MATERIAL TO PROCESS Start Marker
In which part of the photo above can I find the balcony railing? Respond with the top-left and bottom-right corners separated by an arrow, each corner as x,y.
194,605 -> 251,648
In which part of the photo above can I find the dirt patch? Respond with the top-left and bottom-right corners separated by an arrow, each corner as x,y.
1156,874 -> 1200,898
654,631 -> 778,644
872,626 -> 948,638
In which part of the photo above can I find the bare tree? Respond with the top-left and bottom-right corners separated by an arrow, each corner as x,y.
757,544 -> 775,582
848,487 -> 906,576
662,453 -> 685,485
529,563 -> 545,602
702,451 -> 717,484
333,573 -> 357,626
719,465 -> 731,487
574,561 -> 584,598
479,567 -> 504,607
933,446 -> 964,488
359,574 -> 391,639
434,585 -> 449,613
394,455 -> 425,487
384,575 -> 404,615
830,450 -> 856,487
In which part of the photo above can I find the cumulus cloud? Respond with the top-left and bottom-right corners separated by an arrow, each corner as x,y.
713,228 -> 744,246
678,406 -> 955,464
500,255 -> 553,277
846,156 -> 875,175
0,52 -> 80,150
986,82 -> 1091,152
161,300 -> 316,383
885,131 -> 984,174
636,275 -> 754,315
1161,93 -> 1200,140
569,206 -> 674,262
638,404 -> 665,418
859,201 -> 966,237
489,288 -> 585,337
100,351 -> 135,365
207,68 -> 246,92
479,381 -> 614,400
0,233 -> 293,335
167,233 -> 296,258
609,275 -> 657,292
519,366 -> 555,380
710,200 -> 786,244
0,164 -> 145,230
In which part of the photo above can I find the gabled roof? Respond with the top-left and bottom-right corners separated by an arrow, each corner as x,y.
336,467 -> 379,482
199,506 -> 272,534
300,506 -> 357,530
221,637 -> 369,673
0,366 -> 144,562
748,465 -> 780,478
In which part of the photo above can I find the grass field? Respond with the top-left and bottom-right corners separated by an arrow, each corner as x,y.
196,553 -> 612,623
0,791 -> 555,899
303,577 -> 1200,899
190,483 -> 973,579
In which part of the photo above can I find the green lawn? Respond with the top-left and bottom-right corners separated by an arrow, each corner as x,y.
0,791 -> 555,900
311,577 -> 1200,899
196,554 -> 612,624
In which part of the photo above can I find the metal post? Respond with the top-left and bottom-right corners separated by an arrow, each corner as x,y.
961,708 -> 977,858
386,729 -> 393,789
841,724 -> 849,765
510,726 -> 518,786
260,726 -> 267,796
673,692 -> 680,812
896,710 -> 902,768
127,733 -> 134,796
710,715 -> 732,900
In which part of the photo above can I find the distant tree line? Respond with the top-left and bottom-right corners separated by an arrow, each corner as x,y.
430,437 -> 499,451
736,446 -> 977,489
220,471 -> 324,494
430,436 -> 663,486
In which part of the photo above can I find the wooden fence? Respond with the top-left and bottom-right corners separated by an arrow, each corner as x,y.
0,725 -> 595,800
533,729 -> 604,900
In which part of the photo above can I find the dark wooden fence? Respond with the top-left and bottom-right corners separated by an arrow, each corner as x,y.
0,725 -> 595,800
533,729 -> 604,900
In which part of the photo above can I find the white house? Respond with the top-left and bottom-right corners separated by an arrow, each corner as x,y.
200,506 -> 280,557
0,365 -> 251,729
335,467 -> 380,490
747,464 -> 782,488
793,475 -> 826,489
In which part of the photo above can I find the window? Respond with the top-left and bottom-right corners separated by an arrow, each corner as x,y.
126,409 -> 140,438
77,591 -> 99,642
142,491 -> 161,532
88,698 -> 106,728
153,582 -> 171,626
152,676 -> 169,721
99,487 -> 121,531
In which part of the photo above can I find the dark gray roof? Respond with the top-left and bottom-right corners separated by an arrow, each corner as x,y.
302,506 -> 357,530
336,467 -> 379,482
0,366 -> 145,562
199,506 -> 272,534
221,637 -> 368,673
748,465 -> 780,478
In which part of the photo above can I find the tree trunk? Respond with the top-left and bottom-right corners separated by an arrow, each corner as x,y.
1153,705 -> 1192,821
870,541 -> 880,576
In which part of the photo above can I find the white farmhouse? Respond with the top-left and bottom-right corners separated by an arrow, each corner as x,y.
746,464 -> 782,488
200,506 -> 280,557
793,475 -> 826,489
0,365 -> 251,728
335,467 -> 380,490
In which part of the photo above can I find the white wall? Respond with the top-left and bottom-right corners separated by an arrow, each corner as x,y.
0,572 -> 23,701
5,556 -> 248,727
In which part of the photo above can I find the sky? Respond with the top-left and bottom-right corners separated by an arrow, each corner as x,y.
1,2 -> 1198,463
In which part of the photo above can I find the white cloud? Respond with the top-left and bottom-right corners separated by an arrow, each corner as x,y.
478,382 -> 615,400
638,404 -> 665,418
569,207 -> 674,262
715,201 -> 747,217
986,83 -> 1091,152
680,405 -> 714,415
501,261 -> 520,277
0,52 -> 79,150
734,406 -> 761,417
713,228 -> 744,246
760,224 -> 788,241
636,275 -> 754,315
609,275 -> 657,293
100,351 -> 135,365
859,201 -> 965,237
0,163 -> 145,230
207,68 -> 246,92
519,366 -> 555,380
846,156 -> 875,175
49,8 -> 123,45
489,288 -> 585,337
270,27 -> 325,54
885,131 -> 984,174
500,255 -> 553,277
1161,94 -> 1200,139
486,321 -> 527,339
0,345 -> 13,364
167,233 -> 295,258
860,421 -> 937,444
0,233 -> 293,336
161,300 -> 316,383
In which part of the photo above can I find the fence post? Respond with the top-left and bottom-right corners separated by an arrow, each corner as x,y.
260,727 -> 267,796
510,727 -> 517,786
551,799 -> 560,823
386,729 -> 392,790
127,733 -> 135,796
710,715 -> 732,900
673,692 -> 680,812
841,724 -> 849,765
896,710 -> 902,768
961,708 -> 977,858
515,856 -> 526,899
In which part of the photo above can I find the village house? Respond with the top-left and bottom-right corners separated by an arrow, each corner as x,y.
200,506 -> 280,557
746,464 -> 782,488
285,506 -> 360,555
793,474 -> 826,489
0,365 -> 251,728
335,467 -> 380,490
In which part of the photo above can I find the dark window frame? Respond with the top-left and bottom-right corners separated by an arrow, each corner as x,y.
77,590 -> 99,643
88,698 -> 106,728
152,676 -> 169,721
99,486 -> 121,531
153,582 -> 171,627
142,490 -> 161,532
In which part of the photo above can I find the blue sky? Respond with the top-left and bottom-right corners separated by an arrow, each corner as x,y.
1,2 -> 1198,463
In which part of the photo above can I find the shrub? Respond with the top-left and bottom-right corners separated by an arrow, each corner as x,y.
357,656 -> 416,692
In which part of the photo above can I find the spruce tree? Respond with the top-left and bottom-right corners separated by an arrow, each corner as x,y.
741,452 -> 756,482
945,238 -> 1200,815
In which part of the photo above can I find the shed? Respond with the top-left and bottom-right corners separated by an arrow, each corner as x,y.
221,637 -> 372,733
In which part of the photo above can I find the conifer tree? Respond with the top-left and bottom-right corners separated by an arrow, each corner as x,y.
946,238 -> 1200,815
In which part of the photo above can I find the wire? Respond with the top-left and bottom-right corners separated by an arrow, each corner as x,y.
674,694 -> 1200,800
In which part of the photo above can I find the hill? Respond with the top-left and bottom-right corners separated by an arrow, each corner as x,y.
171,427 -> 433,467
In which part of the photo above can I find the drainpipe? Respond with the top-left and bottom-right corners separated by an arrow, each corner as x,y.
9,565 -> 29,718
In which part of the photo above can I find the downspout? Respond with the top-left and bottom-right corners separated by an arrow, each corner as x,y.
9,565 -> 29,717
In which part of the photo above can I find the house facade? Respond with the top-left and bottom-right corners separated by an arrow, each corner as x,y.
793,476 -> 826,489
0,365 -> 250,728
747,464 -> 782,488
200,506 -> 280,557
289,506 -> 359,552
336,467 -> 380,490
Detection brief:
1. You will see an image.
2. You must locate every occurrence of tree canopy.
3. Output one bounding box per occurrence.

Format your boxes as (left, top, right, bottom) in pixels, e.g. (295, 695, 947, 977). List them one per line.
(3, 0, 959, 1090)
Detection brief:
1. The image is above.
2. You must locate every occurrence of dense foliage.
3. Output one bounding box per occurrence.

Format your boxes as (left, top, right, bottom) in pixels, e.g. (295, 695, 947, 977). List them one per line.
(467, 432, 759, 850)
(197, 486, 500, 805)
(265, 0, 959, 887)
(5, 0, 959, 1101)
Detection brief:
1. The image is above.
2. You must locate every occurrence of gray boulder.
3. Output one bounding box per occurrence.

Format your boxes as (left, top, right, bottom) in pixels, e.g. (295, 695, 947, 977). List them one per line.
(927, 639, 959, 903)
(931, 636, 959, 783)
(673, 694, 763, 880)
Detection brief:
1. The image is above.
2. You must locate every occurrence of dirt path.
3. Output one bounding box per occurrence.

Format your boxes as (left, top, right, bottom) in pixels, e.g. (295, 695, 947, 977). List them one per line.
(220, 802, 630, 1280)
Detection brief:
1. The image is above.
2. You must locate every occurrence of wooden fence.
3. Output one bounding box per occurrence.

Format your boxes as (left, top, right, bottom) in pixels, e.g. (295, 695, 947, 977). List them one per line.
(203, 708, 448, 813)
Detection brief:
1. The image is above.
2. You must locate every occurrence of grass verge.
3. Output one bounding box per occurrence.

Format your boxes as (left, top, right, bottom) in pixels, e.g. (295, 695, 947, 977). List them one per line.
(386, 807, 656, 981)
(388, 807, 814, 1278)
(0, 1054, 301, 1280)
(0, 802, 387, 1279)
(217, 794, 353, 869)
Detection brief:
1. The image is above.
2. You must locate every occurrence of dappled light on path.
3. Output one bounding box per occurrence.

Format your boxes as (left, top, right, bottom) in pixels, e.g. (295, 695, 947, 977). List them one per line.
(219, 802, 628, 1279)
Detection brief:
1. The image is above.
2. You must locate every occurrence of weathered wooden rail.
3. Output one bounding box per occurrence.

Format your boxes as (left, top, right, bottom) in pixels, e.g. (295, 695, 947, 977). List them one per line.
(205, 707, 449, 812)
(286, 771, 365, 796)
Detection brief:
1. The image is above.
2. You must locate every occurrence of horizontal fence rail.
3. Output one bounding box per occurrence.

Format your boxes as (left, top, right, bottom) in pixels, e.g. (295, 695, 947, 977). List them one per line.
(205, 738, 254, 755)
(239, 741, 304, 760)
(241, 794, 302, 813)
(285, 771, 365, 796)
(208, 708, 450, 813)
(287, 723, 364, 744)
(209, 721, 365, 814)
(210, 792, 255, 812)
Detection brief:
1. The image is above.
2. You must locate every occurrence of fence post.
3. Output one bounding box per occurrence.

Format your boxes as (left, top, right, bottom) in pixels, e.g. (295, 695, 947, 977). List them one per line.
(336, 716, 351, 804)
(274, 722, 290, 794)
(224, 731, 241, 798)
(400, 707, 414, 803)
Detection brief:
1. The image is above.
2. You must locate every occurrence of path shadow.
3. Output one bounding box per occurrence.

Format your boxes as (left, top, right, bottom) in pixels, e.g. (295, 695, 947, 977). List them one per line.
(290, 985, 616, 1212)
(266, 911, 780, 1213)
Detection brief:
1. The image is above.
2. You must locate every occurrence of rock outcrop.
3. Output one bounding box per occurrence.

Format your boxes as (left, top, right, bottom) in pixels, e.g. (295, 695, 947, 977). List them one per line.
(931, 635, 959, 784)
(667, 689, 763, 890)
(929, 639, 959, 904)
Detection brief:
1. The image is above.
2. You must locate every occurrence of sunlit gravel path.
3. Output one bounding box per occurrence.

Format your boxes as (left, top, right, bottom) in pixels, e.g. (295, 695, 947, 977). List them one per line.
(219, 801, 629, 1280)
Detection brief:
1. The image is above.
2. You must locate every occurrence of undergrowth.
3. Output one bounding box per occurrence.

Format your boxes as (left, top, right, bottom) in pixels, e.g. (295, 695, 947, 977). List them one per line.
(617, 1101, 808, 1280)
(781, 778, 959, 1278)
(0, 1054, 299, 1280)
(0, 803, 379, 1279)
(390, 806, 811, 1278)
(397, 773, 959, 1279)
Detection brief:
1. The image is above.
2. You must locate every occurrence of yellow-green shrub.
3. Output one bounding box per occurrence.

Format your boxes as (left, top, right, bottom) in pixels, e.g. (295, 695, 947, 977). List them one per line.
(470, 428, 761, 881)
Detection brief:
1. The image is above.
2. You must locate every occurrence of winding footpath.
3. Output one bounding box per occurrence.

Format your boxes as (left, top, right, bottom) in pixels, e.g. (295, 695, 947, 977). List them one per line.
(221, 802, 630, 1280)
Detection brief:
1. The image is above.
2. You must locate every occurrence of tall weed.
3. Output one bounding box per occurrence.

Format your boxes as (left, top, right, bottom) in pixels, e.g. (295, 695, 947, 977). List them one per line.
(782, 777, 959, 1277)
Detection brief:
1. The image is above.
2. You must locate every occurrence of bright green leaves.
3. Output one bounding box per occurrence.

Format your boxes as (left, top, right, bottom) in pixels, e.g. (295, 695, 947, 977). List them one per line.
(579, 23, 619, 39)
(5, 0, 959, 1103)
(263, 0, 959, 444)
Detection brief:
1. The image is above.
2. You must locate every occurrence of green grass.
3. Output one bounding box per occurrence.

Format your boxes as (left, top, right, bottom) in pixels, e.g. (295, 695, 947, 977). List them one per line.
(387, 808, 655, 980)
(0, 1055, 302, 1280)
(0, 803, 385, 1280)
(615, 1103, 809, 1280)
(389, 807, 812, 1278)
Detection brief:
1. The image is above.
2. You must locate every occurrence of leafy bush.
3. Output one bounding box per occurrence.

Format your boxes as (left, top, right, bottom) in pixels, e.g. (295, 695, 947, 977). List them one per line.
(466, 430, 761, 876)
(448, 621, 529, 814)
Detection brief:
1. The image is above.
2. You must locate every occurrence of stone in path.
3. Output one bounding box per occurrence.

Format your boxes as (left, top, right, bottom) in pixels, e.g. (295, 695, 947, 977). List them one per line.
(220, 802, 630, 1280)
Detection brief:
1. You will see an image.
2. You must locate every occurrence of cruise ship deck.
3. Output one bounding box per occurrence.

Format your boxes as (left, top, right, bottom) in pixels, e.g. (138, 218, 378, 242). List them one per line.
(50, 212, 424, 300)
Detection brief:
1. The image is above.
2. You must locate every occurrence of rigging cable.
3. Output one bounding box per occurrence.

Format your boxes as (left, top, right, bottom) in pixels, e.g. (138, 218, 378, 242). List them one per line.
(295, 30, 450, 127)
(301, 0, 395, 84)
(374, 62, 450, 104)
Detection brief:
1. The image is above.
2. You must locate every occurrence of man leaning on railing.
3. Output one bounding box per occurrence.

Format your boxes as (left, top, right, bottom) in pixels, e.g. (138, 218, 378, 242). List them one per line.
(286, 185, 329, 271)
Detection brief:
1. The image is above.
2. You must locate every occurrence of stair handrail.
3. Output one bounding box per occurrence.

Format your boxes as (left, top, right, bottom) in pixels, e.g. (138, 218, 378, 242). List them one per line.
MATERIAL TO PROCESS End Marker
**WHAT YOU NEED TO DO**
From the material above, set down exactly the lines starting at the one with "2. You must locate every occurrence of fence" and ending at the one with "2. You must locate every occurrence of undergrowth.", end lines included.

**RESPONSE BOX**
2. You must locate every occurrence of fence post.
3. Output one bounding box per occurrence.

Format your boxes as (left, top, right, bottom) in pixels, e.g. (295, 695, 947, 977). List them one per line.
(336, 716, 351, 804)
(274, 722, 290, 794)
(224, 731, 241, 798)
(400, 707, 414, 803)
Detection brief:
1. The image is above.
2. You must locate every occurrence of path shadow.
3. Output one bounding box per occurrence.

Format your boxes as (left, top, right, bottom) in pixels, e.g. (295, 695, 947, 977). List them one per line.
(290, 985, 616, 1212)
(266, 911, 780, 1213)
Detection brief:
1. The image is above.
2. You must locate every occurrence of rock outcrop.
3. Output one bounding box per occurrence.

Format your boxes as (left, top, right, bottom) in pixels, e.g. (295, 695, 947, 977). List them one per line.
(931, 635, 959, 784)
(667, 689, 763, 890)
(929, 639, 959, 904)
Detection brief:
1. The image is above.
2. You must locate every occurrence of sunlit gravel path.
3. Output one bounding box per occurrence.

Format your boxes as (left, top, right, bottom) in pixels, e.g. (295, 695, 947, 977). List them one per line.
(219, 801, 629, 1280)
Detection brief:
1. The image is above.
2. You must locate every occurrence of undergrowth.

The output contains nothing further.